* 課題の内容
成瀬散策の文章の「すこし奥まった場所、見上げた」から「と訪れてみたい気がしてきた。」までの部分を、「と訪れてみたい気がしてきた。」も含めて書き出してください。その際、「センダンの木」を「栴檀の木」に置き換えてください。

これからはアジサイと花菖蒲の季節となっていくのだろうけれど、いまの時期、近所の水道みちや公園を散歩しているとヤマボウシとクチナシの白い花が、鮮やかな新緑の中から浮かびだすように清楚な感じで咲いている。
ふと先日、センダンの木の花はまだ咲いているのか気になって、何処か近くで見られるところはないだろうかと思案していたら、成瀬の堂之坂公苑のことが頭をよぎった。それですぐに隣町にあるその小さな公苑まで行ってみた。まほろ市内の住宅地に囲まれた一角の堂之坂公苑、入口には門構えがある。もともとは旗本の米蔵のあった地所なんだそう。こじんまりとしているけれどもなかなか珍しい植栽もあり、よく手入れされた気持ちの良い庭園である。これがもし個人のものだったらじつに立派なもので、あまり混むといったこともなく、知る人ぞ知るといった穴場的な静かなところだ。入ってすぐの位置にヒマラヤ杉の大木が二本、その先に小さな芝生広場がひろがっていて、周囲には柿、梅、桜など植えられ、続く遊歩道奥には松や銀杏の大木ものぞめる。
すこし奥まった場所、見上げた大木の枝の先に淡い紫の霞のような感じで花の集合体がまだ残っていて、風に吹かれてるそのたびにその細かいひとつひとつの花々が散り落ちてきていた。都内青山にある根津美術館庭園にも同じくらいの立派なセンダンの木があったことを思い出した。
その場で地上に落ちてきた虫の様なその花を拾い上げてみると、ほんの小さな細長い五弁の花びらが褒章みたいな造形をしていて、ほのかな芳香がする。樹皮や果実は生薬の原料になるのだそうで、小さな花でもどことなく品が漂ってありがたく感じ、掌のうえでじっと見入る。夏の木立の陰影を想像していると、またふらりと訪れてみたい気がしてきた。
しばらくしてその公苑をでてから、すこし成瀬の町並みを歩いてみる。
このあたり、昭和五十年代に横浜線の成瀬駅ができてから宅地化がすすんだ地域だ。駅前から恩田川の方向へ向かってゆるく坂が下り、道の両側の並木の枝ぶりもちょうどよい緑陰をつくっていていい感じだ。道沿いのお店も地元志向で明るく落ち着いている、典型的郊外の成熟した取りすましたところのない、テレビドラマに出てきそうな街並みといえるだろうか。
やっぱり、1980年代に大ヒットしたテレビドラマ「金曜日の妻たちへ」のロケ地となった雰囲気はいまも残っている。当時の世相の中で、このような街並みこそが中流のすこし上の大衆意識をくすぐる典型的な景色であったのだろう。適度な豊かさ、新しい価値観を共有したコミュニティ、かすかな退屈と退廃の予感の中で、仲良し世代夫婦関係を超えた男と女の甘くて苦い背徳の物語が展開されていった。
昼食をとろうと入ったお店は、元酒屋が始めたお店らしかったが、ご近所の主婦同士のランチ会でまことににぎやかで、平日だったのに自営業やブルーカラー、ましてサラリーマンらしき男性の姿は皆無だった。今日は木曜日、週末を控えて密かな住宅街ドラマの予感はあるにしても、このまちはひとまず平穏のようである。

* データセットの項目
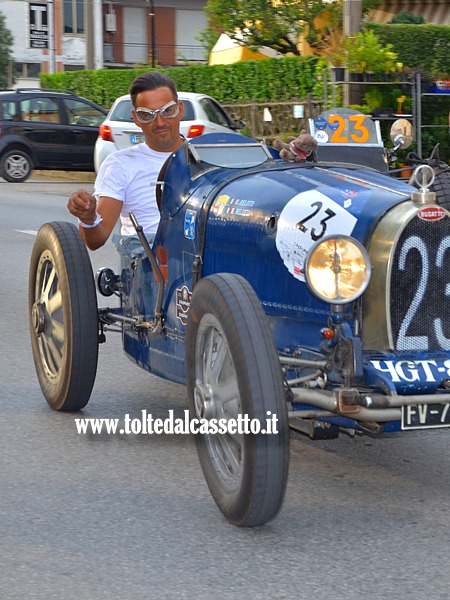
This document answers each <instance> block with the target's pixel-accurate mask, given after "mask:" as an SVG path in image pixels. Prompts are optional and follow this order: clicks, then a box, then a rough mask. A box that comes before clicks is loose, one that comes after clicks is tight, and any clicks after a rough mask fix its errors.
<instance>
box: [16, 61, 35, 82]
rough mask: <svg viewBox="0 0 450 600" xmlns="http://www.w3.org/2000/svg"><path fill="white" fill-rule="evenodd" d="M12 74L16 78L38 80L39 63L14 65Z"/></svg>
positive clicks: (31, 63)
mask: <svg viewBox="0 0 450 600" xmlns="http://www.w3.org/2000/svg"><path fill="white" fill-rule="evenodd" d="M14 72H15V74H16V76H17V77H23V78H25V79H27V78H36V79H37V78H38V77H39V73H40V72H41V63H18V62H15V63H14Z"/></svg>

...

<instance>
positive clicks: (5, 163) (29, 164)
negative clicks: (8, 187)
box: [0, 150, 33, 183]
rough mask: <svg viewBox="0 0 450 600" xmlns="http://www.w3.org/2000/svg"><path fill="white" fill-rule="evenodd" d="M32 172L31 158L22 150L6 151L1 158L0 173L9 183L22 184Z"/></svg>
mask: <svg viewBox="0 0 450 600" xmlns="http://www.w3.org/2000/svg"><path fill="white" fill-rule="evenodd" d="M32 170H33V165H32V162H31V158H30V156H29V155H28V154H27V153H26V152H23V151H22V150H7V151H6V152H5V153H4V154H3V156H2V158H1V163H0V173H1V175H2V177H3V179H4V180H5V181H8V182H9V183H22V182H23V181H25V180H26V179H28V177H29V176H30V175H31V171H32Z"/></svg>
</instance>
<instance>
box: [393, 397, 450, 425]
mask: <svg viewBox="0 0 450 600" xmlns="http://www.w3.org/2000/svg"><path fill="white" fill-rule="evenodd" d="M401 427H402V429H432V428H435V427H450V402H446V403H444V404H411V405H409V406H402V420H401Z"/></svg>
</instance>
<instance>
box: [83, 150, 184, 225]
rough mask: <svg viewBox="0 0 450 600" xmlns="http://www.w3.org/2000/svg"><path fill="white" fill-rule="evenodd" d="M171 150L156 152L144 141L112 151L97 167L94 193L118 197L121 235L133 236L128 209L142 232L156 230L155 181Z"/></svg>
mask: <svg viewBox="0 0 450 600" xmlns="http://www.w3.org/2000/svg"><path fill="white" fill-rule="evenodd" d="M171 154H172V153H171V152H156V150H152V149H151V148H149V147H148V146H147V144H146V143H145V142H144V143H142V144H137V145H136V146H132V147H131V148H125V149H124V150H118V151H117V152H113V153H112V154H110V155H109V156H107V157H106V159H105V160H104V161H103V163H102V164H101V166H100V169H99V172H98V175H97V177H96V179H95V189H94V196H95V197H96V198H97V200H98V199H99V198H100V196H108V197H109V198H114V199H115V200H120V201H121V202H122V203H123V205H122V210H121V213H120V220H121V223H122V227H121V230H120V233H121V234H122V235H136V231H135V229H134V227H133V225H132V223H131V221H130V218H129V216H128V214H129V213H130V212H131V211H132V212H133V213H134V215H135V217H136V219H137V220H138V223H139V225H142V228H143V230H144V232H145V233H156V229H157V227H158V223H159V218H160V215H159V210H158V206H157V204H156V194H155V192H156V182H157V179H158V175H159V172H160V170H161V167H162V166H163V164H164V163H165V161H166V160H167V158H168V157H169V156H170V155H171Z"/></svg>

* 課題の結果
すこし奥まった場所、見上げた大木の枝の先に淡い紫の霞のような感じで花の集合体がまだ残っていて、風に吹かれてるそのたびにその細かいひとつひとつの花々が散り落ちてきていた。都内青山にある根津美術館庭園にも同じくらいの立派な栴檀の木があったことを思い出した。
その場で地上に落ちてきた虫の様なその花を拾い上げてみると、ほんの小さな細長い五弁の花びらが褒章みたいな造形をしていて、ほのかな芳香がする。樹皮や果実は生薬の原料になるのだそうで、小さな花でもどことなく品が漂ってありがたく感じ、掌のうえでじっと見入る。夏の木立の陰影を想像していると、またふらりと訪れてみたい気がしてきた。